:: Text shown

Bangladesh turns away more Muslims fleeing Myanmar
06/12/2012 15:05 GMT
by Munir Uz Zaman
Teknaf, Bangladesh, June 12, 2012 (AFP) - Bangladesh has refused 14 boats carrying 550 Rohingya Muslims fleeing sectarian violence in Myanmar in the last two days, officials said Tuesday, as the UN called for the border to be opened.
Patrol teams from Bangladesh's coast guards and border forces intercepted the rickety fishing boats, mostly carrying women and children, as they tried to enter Bangladesh across the Naf river, which separates the two nations.
In the latest example, Border Guard Bangladesh (BGB) detained three boats carrying 103 Rohingya and they were later returned to Myanmar territory, BGB major Shafiqur Rahman told AFP.

::::
:: Source records

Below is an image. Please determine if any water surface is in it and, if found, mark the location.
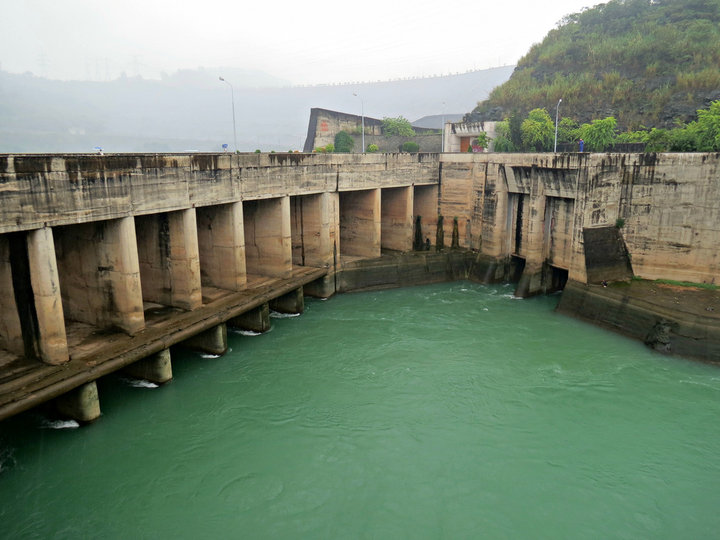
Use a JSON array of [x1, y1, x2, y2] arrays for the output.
[[0, 283, 720, 539]]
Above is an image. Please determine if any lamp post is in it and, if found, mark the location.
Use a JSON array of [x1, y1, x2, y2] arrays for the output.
[[553, 98, 562, 152], [220, 77, 237, 154], [440, 101, 445, 153], [353, 92, 365, 153]]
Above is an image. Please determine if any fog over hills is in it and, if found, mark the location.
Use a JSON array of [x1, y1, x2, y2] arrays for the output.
[[0, 66, 513, 153]]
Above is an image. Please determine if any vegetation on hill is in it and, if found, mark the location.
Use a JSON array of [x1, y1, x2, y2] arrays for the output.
[[466, 0, 720, 131]]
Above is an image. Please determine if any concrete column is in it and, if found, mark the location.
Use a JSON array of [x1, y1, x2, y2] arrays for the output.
[[182, 323, 227, 354], [98, 217, 145, 335], [380, 186, 413, 251], [55, 381, 100, 424], [196, 202, 247, 291], [290, 192, 337, 268], [515, 188, 549, 297], [243, 197, 292, 277], [270, 287, 305, 313], [54, 218, 145, 335], [124, 349, 172, 384], [27, 227, 70, 364], [135, 208, 202, 310], [416, 186, 438, 250], [227, 303, 270, 333], [0, 235, 25, 355], [340, 188, 382, 258]]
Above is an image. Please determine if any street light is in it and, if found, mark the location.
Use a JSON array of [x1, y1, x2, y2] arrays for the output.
[[220, 77, 237, 154], [353, 92, 365, 153], [553, 98, 562, 152], [440, 101, 445, 152]]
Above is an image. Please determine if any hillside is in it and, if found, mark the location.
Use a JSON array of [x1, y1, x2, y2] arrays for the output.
[[466, 0, 720, 129], [0, 66, 513, 153]]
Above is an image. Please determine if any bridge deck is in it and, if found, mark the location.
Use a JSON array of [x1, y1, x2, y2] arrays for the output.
[[0, 267, 327, 420]]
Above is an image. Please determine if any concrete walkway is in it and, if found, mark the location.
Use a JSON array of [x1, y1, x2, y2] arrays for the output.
[[0, 267, 327, 420]]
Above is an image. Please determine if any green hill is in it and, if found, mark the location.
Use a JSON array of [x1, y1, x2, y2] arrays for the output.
[[465, 0, 720, 130]]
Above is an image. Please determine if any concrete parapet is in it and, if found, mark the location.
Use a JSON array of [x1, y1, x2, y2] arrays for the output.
[[55, 381, 100, 424], [124, 349, 172, 384]]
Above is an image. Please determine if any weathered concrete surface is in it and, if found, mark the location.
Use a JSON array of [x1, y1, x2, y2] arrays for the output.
[[335, 249, 507, 292], [270, 287, 305, 314], [0, 150, 720, 424], [0, 268, 326, 420], [27, 227, 68, 364], [557, 281, 720, 365], [123, 349, 172, 384], [55, 381, 100, 424], [227, 303, 270, 334], [182, 323, 228, 355]]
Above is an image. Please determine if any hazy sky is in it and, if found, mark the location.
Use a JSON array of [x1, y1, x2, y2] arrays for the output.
[[0, 0, 599, 84]]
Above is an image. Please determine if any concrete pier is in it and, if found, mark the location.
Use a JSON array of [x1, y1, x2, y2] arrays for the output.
[[196, 202, 247, 291], [340, 189, 382, 258], [55, 381, 100, 424], [135, 208, 202, 309], [243, 197, 292, 277], [0, 153, 720, 419], [123, 349, 172, 384], [27, 227, 69, 364], [183, 323, 227, 354], [380, 186, 414, 251], [227, 303, 270, 334], [270, 287, 305, 314]]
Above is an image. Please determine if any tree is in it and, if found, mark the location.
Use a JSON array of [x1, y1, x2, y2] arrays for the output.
[[335, 131, 355, 152], [579, 116, 617, 152], [558, 116, 579, 143], [402, 141, 420, 153], [520, 109, 555, 152], [494, 120, 517, 152], [475, 131, 492, 149], [688, 100, 720, 152], [382, 116, 415, 137]]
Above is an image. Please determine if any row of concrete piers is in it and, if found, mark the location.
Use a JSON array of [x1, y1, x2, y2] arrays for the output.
[[45, 287, 305, 424], [0, 185, 438, 422]]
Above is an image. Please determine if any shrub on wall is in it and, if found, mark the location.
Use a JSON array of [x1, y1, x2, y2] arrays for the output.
[[402, 141, 420, 153], [382, 116, 415, 137], [335, 131, 355, 152], [313, 143, 335, 154]]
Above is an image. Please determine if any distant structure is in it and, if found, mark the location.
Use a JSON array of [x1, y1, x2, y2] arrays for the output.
[[303, 108, 442, 153], [443, 121, 497, 152]]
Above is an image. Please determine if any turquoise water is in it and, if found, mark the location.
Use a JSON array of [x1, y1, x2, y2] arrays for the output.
[[0, 283, 720, 539]]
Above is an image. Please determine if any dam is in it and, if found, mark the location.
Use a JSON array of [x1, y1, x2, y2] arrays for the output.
[[0, 154, 720, 421]]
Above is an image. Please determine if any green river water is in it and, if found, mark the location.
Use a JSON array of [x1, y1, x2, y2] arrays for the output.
[[0, 282, 720, 539]]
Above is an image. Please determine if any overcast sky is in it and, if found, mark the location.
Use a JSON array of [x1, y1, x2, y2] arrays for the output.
[[0, 0, 599, 84]]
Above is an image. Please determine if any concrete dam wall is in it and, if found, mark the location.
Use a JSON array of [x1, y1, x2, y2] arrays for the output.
[[0, 154, 720, 418]]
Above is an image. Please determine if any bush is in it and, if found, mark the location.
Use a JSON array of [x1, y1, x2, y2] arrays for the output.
[[335, 131, 355, 152], [402, 141, 420, 153], [382, 116, 415, 137]]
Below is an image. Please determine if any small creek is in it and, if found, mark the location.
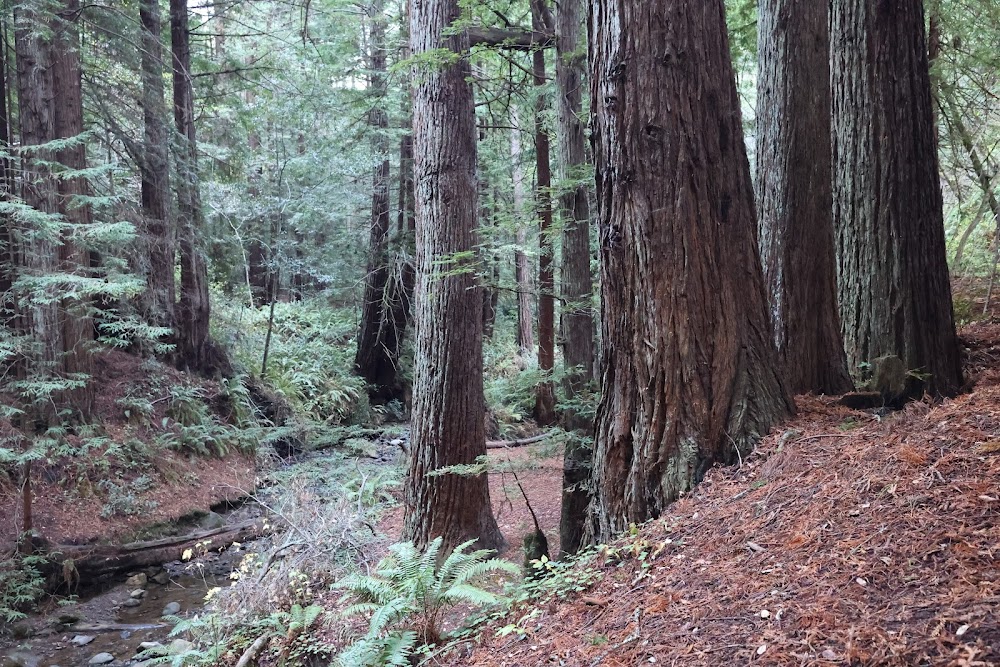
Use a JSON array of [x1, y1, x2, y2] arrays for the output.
[[0, 516, 254, 667]]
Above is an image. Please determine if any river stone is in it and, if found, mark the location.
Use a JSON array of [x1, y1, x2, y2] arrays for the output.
[[10, 621, 35, 639], [0, 651, 41, 667], [167, 639, 195, 655], [125, 572, 149, 589]]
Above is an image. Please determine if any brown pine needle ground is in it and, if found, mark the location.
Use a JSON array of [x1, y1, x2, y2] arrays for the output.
[[446, 325, 1000, 667]]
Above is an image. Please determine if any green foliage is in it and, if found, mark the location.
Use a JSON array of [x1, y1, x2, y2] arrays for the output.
[[167, 384, 208, 426], [97, 475, 158, 519], [334, 538, 519, 667], [216, 300, 371, 425], [0, 537, 45, 623]]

::::

■ **Task A**
Select each line of the records that contains the word "river".
■ **Task B**
Go on with the news report on Bangladesh turning away Rohingya boats, starting after its final sentence.
The text and the records were drawn from separate, unrelated sources.

■ **Expected answer A**
Above is an image. Please determine if any green river water is in it and, if found, mark the location.
Above is an image. Please determine if any river stone is in it and, if found, mark the location.

■ **Expected answer B**
"Women on the boats said they have lost husbands and relatives in the violence. Their houses were torched," he said, adding the BGB had turned away 11 boats carrying over 400 Rohingya since Monday.
Coast Guard station commander Lieutenant Badruddoza said his forces also turned away three boats carrying 144 Rohingya people on Tuesday as they tried to land at a southeastern island.
"The three boats apparently tried to anchor at the Saint Martin Island, but a coast guard patrol team pushed them back to Myanmar waters," Badruddoza told AFP.
The UN Refugee Agency urged Dhaka to allow the Rohingya refugees into the country.
"On these boats are women and children, and injured people," UNHCR representative Craig Sanders told AFP in Dhaka.
"We are appealing to the Bangladesh government to keep open its border and provide emergency and other humanitarian assistance."
Dozens of people have been killed in a surge in sectarian violence in Myanmar, a senior Myanmar government official said Tuesday.
A state of emergency has been declared for Rakhine state, which borders Bangladesh, posing a major test for the reformist government which took power last year.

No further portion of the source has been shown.